══ Text shown

The Unseen World
Author: Liz Moore
Release Date: July 26, 2016
Publisher: W.W. Norton & Company
Source: Publisher
Genre(s): Science fiction; fiction
Review Spoilers: medium
I really wanted to like this book; unfortunately, I just couldn’t finish it.
The Unseen World is a story about a little girl, Ada, who lives with her computer scientist father. Growing up steeped in MIT lab culture, Ada is precocious and wildly intelligent, but she has difficulty relating to her peers in social situations. Her father succumbs to Alzheimer’s when Ada is young, and the rest of the book I read involves her coping with the loss of her quirky, brilliant father’s mind and learning about the mysterious artificial intelligence system he left behind.
I thought I would enjoy this book because I like reading mysteries and I spent most of my college years working in a science research lab. Reading about lab culture in this book felt authentic to my experiences, and seeing the world through Ada’s young scientist eyes felt natural.
Unfortunately, the pace of this novel was ploddingly slow and filled with overly descriptive paragraphs with very little action. This novel felt like a very long slice-of-life which examined the narrator’s emotional state in excruciating detail.
Honestly, it’s the level of detail which turned me off this book. The science here is well explained and never felt condescending , but the emotional doldrums of Ada’s humiliation in front of her peers and sadness at seeing her father slip away was just too much.
Author Liz Moore does exceptionally well at making the reader feel Ada’s feelings; reading about her struggles relating to other children on her first day of school was painful – the secondhand shame and embarrassment felt too real and brought me back to my own painful schoolyard memories of being bullied. This book triggered that feeling where, out of nowhere, you remember something horribly embarrassing you did five years ago and you shamespiral. It’s shamespiral-inducing.
Which is, when you think about it, a mark of really spectacular writing. Books aren’t always there to entertain or make readers feel good. They’re sometimes there to make readers feel uncomfortable or to challenge their world views. In this case, the prose in Unseen World made me feel things, negative things, so intensely that I had to put the book down.
Ada’s father’s battle with dementia is conveyed with equal parts respect and tragedy. Watching him slip away to disease is heartbreaking, and yet another reason why I had to put this book down. Other authors have written about Alzheimer’s (e.g. Go Ask Alice comes to mind), but the heaviness and the banal, plodding, everyday tragedy of the disease was portrayed so beautifully here unlike I’ve read in other books.
Again, there is nothing wrong with this book. I’m just not the right audience for it. It’s thematically heavy, and its prose is extremely descriptive.
Final Thoughts: I wasn’t in the right emotional state to read this book and to feel the intense emotions Ada was feeling, and for that reason I left it unfinished. But if you’re willing to read some truthful, stinging, immediate and real prose, prose that makes you feel what the narrator is feeling, even if those feelings are unpleasant, give this book a try.

════
══ Extracted material

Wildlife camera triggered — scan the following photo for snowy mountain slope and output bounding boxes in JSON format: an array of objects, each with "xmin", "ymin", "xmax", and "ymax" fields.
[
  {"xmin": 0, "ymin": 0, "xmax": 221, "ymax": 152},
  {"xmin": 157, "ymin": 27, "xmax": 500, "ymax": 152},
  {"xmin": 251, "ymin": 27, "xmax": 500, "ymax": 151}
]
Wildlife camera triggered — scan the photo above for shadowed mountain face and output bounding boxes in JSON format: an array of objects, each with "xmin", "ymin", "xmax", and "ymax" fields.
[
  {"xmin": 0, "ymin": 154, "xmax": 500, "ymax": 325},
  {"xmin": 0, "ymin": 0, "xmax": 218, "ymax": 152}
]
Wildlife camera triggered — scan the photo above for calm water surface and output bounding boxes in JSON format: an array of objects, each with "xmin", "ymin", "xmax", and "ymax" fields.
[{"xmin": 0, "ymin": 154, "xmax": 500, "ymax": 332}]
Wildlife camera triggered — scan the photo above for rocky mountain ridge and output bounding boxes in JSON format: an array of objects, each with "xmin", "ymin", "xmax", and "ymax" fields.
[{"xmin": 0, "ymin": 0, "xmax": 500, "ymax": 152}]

════

• **Complete the following**
#1 Copy word for word the part of the book review between "Which is, when" and "the book down.", inclusive.
#2 Condense the book review's paragraph beginning "Author Liz Moore does exceptionally well" into a short bulleted list that keeps its main points.

• **Responses by task**
#1
Which is, when you think about it, a mark of really spectacular writing. Books aren’t always there to entertain or make readers feel good. They’re sometimes there to make readers feel uncomfortable or to challenge their world views. In this case, the prose in Unseen World made me feel things, negative things, so intensely that I had to put the book down.

#2
- Liz Moore is exceptionally good at making the reader feel Ada's feelings.
- Reading about Ada's struggles to relate to other children on her first day of school was painful.
- The secondhand shame and embarrassment felt too real and brought back the reviewer's own memories of being bullied at school.
- The book triggers the feeling of suddenly remembering something embarrassing from years ago, which makes it "shamespiral-inducing."